_Aim_
Reproduce every one of the following rows word for word, with no changes.

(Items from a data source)
BEGIN

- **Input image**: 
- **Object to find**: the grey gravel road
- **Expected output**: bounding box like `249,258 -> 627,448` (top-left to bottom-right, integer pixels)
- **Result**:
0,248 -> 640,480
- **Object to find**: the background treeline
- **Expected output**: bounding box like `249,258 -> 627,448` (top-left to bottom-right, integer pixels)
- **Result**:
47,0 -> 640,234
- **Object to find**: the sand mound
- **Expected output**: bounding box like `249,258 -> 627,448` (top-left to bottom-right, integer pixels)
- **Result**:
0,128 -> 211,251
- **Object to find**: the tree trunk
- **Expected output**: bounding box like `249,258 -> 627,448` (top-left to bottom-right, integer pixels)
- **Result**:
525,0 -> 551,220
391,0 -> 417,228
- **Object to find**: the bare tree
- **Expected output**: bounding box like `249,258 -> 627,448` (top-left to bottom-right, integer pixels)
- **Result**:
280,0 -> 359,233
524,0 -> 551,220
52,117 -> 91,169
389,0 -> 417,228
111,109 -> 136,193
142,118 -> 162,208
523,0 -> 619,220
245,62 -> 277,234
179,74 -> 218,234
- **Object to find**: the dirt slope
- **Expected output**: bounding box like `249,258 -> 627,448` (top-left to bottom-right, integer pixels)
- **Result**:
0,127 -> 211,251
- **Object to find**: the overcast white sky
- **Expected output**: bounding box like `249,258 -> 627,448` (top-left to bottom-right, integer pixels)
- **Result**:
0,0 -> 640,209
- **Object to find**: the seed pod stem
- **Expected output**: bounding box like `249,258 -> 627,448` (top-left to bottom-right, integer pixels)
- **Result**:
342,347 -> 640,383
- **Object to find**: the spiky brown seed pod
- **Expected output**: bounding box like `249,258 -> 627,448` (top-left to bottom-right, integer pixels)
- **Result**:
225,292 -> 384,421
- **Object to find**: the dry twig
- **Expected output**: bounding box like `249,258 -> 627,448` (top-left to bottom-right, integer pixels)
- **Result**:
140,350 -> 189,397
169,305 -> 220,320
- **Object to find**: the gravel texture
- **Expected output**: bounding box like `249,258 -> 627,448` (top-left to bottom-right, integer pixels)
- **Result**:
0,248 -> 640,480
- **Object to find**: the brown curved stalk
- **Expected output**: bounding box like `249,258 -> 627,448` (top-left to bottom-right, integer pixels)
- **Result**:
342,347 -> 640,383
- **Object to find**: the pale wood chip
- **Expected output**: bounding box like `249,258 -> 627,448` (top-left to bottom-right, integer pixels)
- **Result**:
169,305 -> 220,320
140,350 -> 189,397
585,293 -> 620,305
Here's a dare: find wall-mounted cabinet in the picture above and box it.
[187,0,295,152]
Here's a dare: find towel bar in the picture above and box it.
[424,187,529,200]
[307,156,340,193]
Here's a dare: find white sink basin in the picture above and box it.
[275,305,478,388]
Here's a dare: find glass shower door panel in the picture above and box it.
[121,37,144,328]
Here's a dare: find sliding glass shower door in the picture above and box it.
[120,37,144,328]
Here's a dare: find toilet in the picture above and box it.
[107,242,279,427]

END

_The response_
- **Input image**: 
- **Object to find**: the grey gravel road
- **Expected output**: bounding box like `249,258 -> 627,448` (top-left to bottom-right, integer pixels)
- **Result**:
0,248 -> 640,480
- **Object to find**: the background treeline
- **Expected output**: bounding box like `249,258 -> 627,448` (top-left to bottom-right, integer pixels)
- **Result**:
47,0 -> 640,234
- **Object to find**: the sand mound
- **Expected output**: bounding box like `249,258 -> 627,448` (top-left to bottom-right, integer pixels)
- **Result**:
0,128 -> 211,251
- **Object to find**: the tree trunk
- **Expected output**: bounding box like `249,258 -> 627,448` (top-left to bottom-right, integer pixels)
- **Result**:
525,0 -> 551,220
391,0 -> 417,228
- **Object to find**: the bare tree
- **Expected output**: bounding box like `249,258 -> 627,448` (top-left to bottom-right, integer pixels)
- **Result**:
280,0 -> 359,233
524,0 -> 551,220
52,117 -> 91,169
389,0 -> 417,228
111,109 -> 136,193
142,118 -> 162,208
523,0 -> 619,220
245,62 -> 277,234
179,74 -> 218,234
- **Object to find**: the dirt slope
- **Expected output**: bounding box like `249,258 -> 627,448` (top-left to bottom-right, integer pixels)
- **Result**:
0,127 -> 211,251
- **Object to find**: the overcast white sky
- **Expected output**: bounding box like `249,258 -> 627,448` (top-left to bottom-right, integer pixels)
- **Result**:
0,0 -> 640,209
- **Object to find**: the seed pod stem
- **Expected output**: bounding box like `249,258 -> 627,448` (top-left to bottom-right, integer pixels)
- **Result**:
342,347 -> 640,383
- **Object to find**: the spiky brown seed pod
- **Expected output**: bounding box like `249,258 -> 627,448` (top-left to bottom-right, integer pixels)
- **Result**:
225,292 -> 384,421
- **Object to find**: the dry twig
- **Expected output**: bounding box like `249,258 -> 627,448` (top-left to bottom-right, integer pixels)
- **Result**:
140,350 -> 189,397
169,305 -> 220,320
- **Object to find**: the gravel texture
- **Expected output**: bounding box like `249,258 -> 627,448` (top-left to bottom-right, integer pixels)
- **Result**:
0,248 -> 640,480
- **Object to find**: the brown curved stalk
- **Expected output**: bounding box like `249,258 -> 627,448` (top-left to bottom-right, integer pixels)
- **Result**:
342,347 -> 640,383
- **Object to find**: the pale wood chip
- **Expected output**: bounding box like `249,258 -> 627,448` (top-left to bottom-right, integer pixels)
- **Result**:
169,305 -> 220,320
140,350 -> 189,397
585,293 -> 620,305
Here's a dare: find wall-mounted cabinet in the picture above and box it.
[187,0,295,152]
Here's a dare: find towel bar in the picture above and box it.
[424,187,529,200]
[307,156,340,193]
Here's a dare: find white sink basin in the picture above and box it.
[275,305,478,388]
Here's a dare: find glass shower door panel in the picture above and box it.
[121,37,144,328]
Here's a dare: find sliding glass shower door in the picture above and box it.
[120,37,144,328]
Here's a dare: find toilet in the picture above and box it.
[107,242,279,427]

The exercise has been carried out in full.